Texto apresentado ▸
┏━━

O tema é bastante delicado, mas é altamente necessário, especialmente nos dias de hoje. O suicídio é um tabu na nossa sociedade e algumas pessoas preferem não falar sobre isso, pois, para elas, trazer o tema à tona poderia despertar um desejo suicida em alguém.
Mas é como o próprio ditado já diz: “É conversando que a gente se entende.” E, em se tratando de distúrbios psíquicos — como depressão e ansiedade —, a conversa é mais do que necessária e precisa ser complementada com a ajuda de profissionais como o psicólogo e o psiquiatra.
Mas engana-se quem acha que o suicídio seja um problema que só afeta os adultos — tanto os mais jovens como os mais velhos. De acordo com o relatório elaborado pela OMS em 2017, o suicídio é uma das cinco maiores causas de jovens entre 15 e 19 anos no Brasil, ocupando a terceira posição nesse ranking.
Por essa razão, é preciso, mais do que nunca, falar sobre sentimentos, emoções e pensamentos. Não basta conversar, é preciso ouvir sem julgamento, aprendendo a acolher nossas crianças e adolescentes.
Direto ao ponto
Com a palavra, as estatísticas
De acordo com o Manual de Prevenção do Suicídio para Professores e Educadores da Organização Mundial da Saúde (OMS), elaborado em 2000, a maior parte dos suicídios de crianças e adolescentes é mais comum entre os maiores de 14 anos.

┗━━

Entradas do conjunto de dados

┏━━

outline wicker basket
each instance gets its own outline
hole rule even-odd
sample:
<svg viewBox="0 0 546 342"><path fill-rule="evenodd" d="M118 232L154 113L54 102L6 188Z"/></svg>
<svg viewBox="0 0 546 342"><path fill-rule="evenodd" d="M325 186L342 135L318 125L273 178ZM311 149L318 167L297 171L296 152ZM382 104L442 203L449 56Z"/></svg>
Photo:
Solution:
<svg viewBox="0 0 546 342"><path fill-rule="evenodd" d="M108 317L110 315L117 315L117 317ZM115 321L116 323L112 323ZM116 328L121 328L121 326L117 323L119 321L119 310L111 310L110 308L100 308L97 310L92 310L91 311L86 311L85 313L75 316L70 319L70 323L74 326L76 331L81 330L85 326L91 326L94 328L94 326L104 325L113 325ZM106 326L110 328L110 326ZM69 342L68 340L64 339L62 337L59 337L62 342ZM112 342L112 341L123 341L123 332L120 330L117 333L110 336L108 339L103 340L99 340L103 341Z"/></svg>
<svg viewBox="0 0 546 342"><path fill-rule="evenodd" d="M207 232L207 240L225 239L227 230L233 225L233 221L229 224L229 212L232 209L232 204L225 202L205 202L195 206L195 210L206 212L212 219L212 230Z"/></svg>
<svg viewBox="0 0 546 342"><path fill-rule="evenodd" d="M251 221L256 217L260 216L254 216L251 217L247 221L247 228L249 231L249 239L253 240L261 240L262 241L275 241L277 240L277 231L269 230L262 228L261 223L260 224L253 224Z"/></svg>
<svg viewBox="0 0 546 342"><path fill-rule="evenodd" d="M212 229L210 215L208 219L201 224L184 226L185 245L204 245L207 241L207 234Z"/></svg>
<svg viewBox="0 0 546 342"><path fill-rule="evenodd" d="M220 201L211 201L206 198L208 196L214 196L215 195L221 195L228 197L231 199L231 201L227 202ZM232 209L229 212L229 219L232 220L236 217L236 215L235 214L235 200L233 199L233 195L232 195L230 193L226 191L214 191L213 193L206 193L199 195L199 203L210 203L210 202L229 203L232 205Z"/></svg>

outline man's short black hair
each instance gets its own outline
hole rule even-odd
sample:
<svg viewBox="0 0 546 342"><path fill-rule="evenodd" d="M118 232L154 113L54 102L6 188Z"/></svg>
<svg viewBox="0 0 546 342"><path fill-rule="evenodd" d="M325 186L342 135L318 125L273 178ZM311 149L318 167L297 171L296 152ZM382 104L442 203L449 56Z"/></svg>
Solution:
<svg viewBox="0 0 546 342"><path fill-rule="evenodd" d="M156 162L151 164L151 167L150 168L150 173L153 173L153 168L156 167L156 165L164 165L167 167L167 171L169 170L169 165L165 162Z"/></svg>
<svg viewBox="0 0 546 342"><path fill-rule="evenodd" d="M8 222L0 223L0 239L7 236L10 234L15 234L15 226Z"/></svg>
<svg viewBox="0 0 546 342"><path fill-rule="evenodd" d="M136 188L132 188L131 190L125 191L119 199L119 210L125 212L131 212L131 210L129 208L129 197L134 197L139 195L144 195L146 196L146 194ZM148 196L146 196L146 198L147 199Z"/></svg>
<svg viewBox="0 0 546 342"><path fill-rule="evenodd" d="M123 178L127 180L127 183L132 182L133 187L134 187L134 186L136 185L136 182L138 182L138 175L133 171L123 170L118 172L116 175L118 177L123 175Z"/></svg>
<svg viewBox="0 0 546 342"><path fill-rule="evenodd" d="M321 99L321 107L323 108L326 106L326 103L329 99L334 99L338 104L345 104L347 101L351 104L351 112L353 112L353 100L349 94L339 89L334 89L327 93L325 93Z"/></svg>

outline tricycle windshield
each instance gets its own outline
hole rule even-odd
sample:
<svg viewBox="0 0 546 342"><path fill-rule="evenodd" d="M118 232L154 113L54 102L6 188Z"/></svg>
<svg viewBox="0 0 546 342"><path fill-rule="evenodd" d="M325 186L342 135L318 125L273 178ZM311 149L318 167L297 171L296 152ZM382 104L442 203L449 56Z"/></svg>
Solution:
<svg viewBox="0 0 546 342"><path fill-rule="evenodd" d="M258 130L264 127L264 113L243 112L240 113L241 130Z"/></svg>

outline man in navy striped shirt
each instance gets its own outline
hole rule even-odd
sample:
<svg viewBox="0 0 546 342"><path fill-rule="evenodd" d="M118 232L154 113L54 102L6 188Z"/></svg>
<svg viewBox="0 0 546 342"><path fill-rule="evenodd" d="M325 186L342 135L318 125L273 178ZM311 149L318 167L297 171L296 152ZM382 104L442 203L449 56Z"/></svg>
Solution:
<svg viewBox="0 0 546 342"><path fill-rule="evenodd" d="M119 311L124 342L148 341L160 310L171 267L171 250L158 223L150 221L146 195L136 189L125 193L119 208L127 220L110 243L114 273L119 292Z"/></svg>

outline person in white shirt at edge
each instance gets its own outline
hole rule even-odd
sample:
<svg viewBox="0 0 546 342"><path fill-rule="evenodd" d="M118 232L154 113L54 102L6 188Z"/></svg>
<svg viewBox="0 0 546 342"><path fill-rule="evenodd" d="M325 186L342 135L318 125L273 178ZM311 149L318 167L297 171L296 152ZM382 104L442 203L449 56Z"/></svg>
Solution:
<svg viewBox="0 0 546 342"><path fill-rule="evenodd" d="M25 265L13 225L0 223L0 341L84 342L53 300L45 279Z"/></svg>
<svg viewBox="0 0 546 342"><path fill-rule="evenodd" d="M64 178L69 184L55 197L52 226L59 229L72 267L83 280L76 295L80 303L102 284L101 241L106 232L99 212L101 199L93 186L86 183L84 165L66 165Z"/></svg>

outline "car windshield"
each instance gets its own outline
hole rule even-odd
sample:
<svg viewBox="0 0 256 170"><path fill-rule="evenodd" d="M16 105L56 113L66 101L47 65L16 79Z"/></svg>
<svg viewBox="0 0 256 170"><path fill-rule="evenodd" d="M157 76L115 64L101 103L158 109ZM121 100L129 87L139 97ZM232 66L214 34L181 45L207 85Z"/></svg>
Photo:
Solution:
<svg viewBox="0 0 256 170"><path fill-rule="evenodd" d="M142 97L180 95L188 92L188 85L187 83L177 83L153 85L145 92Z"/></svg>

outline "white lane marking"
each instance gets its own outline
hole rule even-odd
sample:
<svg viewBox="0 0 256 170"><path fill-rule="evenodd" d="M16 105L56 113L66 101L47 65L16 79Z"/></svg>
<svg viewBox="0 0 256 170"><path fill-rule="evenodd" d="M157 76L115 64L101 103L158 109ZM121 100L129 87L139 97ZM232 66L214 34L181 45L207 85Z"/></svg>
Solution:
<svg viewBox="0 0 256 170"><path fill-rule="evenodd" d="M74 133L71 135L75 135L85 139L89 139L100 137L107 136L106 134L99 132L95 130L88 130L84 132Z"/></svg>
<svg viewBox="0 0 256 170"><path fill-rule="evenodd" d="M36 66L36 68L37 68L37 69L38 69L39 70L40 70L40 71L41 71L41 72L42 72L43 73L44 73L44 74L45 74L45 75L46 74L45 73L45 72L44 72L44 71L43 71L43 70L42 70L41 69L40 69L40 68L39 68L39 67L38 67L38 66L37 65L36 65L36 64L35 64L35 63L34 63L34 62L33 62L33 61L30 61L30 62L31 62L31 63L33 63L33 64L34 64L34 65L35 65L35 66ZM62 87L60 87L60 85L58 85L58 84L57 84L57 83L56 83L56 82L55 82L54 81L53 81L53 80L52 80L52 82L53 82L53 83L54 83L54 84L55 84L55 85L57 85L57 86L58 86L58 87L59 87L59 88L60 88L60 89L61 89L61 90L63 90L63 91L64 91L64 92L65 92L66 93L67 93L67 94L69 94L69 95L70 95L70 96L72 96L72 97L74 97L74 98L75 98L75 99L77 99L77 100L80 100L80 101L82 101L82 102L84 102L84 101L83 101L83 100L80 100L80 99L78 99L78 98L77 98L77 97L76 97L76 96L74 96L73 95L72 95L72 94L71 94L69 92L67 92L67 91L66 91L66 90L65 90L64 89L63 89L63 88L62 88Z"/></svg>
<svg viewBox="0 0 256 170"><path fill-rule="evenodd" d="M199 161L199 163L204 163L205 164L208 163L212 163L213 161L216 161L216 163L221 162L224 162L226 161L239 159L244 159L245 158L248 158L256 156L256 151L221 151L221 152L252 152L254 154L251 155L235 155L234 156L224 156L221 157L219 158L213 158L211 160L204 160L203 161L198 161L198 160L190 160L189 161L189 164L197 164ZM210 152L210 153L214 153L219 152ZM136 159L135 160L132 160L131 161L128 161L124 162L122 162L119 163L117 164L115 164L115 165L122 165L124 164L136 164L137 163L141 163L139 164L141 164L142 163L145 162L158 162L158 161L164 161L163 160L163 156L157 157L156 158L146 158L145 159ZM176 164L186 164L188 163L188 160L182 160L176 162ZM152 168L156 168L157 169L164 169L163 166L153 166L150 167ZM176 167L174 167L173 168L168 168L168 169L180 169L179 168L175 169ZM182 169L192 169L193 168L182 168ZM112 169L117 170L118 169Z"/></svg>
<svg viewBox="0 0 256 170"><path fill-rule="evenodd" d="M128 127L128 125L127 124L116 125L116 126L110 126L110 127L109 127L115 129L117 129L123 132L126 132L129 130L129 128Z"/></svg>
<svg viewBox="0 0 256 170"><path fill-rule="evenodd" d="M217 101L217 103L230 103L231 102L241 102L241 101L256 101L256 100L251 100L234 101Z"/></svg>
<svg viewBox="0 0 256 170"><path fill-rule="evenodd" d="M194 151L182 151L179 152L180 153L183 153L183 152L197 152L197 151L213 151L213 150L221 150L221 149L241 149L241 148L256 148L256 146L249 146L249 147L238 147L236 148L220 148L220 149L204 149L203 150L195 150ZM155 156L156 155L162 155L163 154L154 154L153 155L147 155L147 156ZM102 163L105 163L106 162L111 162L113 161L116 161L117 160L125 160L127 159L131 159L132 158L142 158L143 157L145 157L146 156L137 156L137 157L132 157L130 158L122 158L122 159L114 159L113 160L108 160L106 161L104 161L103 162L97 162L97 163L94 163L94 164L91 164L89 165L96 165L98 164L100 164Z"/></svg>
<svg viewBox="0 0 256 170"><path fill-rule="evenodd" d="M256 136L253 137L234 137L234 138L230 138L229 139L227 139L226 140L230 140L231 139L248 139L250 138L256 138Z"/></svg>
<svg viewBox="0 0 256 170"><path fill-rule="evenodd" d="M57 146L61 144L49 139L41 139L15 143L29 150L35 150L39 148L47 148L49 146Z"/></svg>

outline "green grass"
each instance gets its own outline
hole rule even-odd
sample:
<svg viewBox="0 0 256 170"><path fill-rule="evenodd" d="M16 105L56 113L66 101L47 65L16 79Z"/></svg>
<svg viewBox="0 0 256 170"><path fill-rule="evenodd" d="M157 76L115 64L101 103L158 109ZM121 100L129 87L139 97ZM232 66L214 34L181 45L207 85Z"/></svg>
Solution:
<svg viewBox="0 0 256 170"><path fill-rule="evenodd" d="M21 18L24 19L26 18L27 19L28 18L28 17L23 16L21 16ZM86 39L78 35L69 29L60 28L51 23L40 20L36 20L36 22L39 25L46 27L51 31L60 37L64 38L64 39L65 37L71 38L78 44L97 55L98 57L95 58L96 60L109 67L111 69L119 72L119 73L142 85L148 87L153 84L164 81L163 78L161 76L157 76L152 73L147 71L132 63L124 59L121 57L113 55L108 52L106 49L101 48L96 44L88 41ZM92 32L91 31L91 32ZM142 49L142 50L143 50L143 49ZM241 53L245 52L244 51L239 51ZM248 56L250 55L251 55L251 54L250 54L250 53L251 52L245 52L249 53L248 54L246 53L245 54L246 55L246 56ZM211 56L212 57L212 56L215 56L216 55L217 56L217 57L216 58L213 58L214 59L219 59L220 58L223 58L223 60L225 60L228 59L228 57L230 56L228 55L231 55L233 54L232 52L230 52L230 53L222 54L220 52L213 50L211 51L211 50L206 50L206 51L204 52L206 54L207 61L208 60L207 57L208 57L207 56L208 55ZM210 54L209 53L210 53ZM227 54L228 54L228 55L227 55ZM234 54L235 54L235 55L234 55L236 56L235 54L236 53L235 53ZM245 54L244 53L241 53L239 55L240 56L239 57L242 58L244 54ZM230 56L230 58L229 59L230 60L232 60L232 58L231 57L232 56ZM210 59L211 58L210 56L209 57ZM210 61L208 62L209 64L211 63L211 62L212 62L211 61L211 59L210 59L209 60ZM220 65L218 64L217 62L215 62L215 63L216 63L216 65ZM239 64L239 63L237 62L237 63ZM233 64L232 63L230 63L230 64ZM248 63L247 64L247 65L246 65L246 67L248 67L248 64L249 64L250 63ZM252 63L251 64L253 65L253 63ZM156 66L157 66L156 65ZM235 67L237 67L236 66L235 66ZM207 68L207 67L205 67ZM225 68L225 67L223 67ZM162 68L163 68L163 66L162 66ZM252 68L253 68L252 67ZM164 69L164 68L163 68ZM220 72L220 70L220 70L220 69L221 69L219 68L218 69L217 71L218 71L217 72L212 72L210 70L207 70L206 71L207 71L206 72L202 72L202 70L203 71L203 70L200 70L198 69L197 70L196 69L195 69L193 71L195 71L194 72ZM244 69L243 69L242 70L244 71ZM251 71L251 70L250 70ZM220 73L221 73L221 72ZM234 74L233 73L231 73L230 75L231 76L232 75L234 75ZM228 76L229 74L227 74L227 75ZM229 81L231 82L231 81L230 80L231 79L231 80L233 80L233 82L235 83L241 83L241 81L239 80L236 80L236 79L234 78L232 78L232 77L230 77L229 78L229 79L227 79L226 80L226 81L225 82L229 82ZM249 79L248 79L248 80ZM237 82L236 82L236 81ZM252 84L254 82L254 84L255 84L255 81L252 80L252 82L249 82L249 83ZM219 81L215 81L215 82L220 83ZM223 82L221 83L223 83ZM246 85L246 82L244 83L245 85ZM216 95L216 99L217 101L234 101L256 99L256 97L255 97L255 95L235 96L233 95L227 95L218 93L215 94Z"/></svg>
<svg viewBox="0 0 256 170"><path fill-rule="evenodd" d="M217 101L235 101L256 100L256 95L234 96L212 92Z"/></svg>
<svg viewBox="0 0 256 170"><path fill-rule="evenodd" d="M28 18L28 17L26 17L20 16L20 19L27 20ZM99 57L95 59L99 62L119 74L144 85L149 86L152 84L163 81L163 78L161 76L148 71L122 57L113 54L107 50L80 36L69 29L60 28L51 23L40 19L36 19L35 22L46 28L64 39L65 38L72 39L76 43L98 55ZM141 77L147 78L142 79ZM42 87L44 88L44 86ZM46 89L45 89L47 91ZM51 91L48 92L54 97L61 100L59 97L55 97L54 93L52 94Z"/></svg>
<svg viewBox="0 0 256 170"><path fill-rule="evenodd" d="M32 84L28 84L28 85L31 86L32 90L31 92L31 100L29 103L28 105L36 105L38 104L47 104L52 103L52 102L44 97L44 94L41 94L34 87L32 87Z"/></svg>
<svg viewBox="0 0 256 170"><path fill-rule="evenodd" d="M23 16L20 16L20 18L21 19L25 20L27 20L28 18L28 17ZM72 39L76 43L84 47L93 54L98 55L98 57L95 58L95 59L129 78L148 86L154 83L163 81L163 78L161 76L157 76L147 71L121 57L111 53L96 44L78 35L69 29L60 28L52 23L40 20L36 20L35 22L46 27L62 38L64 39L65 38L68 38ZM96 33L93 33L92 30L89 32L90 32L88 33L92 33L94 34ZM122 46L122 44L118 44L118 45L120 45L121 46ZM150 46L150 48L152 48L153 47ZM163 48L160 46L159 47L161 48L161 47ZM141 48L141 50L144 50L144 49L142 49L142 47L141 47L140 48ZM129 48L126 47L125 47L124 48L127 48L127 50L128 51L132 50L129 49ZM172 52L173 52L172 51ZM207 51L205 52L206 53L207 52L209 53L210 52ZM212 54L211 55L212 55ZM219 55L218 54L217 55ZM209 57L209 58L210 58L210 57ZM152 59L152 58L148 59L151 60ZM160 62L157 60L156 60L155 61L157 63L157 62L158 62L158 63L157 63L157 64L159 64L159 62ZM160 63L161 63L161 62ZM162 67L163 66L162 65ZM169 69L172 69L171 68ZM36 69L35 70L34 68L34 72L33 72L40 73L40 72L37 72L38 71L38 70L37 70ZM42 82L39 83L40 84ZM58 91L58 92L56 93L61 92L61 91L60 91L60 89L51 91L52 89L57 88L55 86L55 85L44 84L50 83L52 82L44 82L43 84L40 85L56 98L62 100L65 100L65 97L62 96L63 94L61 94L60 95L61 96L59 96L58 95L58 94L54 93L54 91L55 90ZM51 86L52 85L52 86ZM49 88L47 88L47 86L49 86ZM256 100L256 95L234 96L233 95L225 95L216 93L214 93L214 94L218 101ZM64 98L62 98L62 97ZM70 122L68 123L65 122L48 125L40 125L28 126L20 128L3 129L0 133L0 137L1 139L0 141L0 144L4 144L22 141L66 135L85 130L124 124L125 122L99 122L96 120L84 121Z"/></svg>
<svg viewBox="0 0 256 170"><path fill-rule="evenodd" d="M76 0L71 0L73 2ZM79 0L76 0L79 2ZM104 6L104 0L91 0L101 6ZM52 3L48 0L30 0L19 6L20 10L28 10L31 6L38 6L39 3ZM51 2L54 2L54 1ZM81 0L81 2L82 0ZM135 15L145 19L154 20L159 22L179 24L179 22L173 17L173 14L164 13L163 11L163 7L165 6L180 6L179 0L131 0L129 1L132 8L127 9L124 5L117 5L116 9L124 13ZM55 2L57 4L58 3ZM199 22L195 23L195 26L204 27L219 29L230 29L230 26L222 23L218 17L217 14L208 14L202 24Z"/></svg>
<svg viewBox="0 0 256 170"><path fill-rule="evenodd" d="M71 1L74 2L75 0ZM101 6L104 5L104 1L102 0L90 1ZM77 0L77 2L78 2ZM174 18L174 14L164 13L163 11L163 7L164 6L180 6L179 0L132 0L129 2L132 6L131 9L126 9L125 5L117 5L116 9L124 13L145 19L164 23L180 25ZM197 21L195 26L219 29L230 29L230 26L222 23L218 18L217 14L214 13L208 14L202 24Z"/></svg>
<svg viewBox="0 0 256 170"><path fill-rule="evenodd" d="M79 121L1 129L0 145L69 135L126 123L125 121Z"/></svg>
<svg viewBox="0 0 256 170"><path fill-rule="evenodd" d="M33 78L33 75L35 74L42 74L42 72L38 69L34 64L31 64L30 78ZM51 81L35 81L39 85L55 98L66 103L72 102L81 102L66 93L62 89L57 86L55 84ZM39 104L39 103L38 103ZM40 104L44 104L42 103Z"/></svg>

┗━━

O que se pede ▸
Reproduza o trecho do texto sobre suicídio que vai de "Mas engana-se quem" até "posição nesse ranking.", inclusive, substituindo "adultos" por "idosos".

Resposta ▸
Mas engana-se quem acha que o suicídio seja um problema que só afeta os idosos — tanto os mais jovens como os mais velhos. De acordo com o relatório elaborado pela OMS em 2017, o suicídio é uma das cinco maiores causas de jovens entre 15 e 19 anos no Brasil, ocupando a terceira posição nesse ranking.